Present every line of the records below as a numbered list, skipping any blank lines.

Records from an annotation dataset:

----------

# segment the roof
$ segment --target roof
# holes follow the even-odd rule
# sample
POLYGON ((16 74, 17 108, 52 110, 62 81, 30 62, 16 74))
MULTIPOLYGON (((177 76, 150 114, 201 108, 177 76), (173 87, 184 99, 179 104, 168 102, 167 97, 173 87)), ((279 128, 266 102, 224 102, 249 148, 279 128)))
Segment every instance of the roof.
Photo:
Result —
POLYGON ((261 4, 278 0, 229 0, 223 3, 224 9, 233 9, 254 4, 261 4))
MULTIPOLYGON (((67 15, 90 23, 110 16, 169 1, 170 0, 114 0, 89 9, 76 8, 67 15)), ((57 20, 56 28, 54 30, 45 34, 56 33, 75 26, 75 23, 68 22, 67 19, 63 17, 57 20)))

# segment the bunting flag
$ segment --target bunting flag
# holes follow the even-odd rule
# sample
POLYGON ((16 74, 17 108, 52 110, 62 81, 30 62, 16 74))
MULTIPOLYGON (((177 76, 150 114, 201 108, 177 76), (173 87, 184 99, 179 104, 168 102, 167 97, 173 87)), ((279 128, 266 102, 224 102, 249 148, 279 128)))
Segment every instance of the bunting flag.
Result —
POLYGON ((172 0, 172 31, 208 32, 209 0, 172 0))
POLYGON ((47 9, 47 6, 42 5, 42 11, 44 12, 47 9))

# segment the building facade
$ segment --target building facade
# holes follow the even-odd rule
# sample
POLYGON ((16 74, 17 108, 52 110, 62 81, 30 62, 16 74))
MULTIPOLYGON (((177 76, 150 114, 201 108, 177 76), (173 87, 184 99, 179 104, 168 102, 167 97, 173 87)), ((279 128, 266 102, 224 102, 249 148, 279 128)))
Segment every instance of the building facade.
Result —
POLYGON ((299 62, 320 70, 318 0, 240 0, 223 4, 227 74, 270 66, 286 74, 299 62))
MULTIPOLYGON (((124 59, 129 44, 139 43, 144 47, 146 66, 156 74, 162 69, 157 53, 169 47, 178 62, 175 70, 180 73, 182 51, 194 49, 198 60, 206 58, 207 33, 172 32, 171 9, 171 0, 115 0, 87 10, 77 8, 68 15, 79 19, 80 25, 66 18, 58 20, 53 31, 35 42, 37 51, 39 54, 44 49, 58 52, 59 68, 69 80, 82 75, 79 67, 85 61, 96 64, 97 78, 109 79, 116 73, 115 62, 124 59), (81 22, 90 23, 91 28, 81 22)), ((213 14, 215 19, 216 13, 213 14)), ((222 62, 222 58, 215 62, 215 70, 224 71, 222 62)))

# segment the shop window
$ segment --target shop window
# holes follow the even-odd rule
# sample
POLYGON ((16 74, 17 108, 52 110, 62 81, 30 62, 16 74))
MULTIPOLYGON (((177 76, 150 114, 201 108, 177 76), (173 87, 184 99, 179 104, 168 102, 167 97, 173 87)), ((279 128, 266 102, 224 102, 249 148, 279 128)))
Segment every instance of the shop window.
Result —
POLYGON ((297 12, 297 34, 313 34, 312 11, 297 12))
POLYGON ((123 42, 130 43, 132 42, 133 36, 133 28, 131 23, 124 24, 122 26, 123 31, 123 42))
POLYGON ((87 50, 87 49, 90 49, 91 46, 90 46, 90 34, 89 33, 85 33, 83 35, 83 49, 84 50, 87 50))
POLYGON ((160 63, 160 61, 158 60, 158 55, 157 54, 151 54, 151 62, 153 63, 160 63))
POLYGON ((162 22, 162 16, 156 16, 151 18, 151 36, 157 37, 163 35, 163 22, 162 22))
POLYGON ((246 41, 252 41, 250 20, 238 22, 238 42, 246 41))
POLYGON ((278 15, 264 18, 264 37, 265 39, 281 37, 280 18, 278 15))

----------

▸ THE COMPLETED TASK:
1. # segment the roof
2. $ segment --target roof
3. # holes follow the even-odd rule
4. # sample
5. POLYGON ((16 74, 17 108, 52 110, 62 81, 30 62, 16 74))
6. MULTIPOLYGON (((177 76, 150 114, 201 108, 177 76), (173 87, 184 99, 179 104, 168 102, 167 97, 173 87)), ((279 128, 266 102, 224 102, 249 148, 279 128)))
7. Segment every instance of the roof.
8. Photo:
9. Result —
10. POLYGON ((261 4, 278 0, 229 0, 223 3, 224 9, 233 9, 254 4, 261 4))
11. MULTIPOLYGON (((67 15, 90 23, 110 16, 169 1, 170 0, 114 0, 89 9, 76 8, 67 15)), ((57 20, 56 28, 54 30, 45 34, 56 33, 75 26, 75 23, 68 22, 67 19, 63 17, 57 20)))
12. # segment the bunting flag
13. $ segment --target bunting flag
14. # holes follow the even-odd rule
15. # sample
16. POLYGON ((16 74, 17 108, 52 110, 62 81, 30 62, 16 74))
17. MULTIPOLYGON (((177 76, 150 114, 201 108, 177 76), (173 87, 184 99, 179 104, 168 102, 167 97, 173 87)), ((279 128, 266 102, 224 102, 249 148, 279 128)))
18. Segment every instance of the bunting flag.
19. Result —
20. POLYGON ((172 0, 172 31, 208 32, 209 0, 172 0))
21. POLYGON ((47 9, 47 6, 42 5, 42 11, 44 12, 47 9))
22. # segment the building facade
23. $ segment --target building facade
24. # holes follow the even-odd rule
25. # sample
26. POLYGON ((16 74, 17 108, 52 110, 62 81, 30 62, 16 74))
27. MULTIPOLYGON (((177 76, 150 114, 201 108, 177 76), (173 87, 184 99, 179 104, 168 102, 167 97, 173 87)), ((279 128, 266 102, 224 102, 249 148, 279 128)))
28. Segment every instance of the building facade.
29. Result —
30. POLYGON ((299 62, 320 70, 318 0, 240 0, 223 4, 227 74, 270 66, 286 74, 299 62))
31. MULTIPOLYGON (((124 59, 129 44, 139 43, 144 47, 146 66, 156 74, 162 69, 157 53, 169 47, 178 62, 175 70, 180 73, 182 51, 194 49, 198 60, 206 58, 207 33, 172 32, 171 9, 171 0, 115 0, 87 10, 77 8, 68 15, 79 19, 80 25, 66 18, 58 20, 53 31, 35 42, 37 51, 39 54, 44 49, 58 52, 59 68, 69 80, 82 75, 79 67, 85 61, 96 64, 97 78, 109 79, 116 73, 115 62, 124 59), (81 22, 90 23, 91 28, 81 22)), ((213 14, 215 19, 216 13, 213 14)), ((222 62, 222 58, 215 62, 215 70, 224 71, 222 62)))
32. # segment the shop window
33. $ segment --target shop window
34. # holes follow the even-odd rule
35. # sample
36. POLYGON ((16 74, 17 108, 52 110, 62 81, 30 62, 16 74))
37. MULTIPOLYGON (((177 76, 150 114, 201 108, 177 76), (173 87, 184 99, 179 104, 168 102, 167 97, 173 87)), ((279 128, 266 102, 224 102, 249 148, 279 128)))
38. Segment every instance of the shop window.
39. Result —
40. POLYGON ((297 12, 297 34, 313 34, 312 11, 297 12))
41. POLYGON ((123 42, 130 43, 132 42, 133 36, 133 28, 131 23, 124 24, 122 26, 123 31, 123 42))
42. POLYGON ((87 50, 87 49, 90 49, 91 46, 90 46, 90 34, 89 33, 85 33, 83 35, 83 49, 84 50, 87 50))
43. POLYGON ((160 63, 160 61, 158 60, 158 55, 157 54, 151 54, 151 62, 153 63, 160 63))
44. POLYGON ((162 22, 162 16, 156 16, 151 18, 151 36, 157 37, 163 35, 163 22, 162 22))
45. POLYGON ((246 41, 252 41, 250 20, 238 22, 238 42, 246 41))
46. POLYGON ((278 15, 264 18, 264 37, 265 39, 281 37, 280 18, 278 15))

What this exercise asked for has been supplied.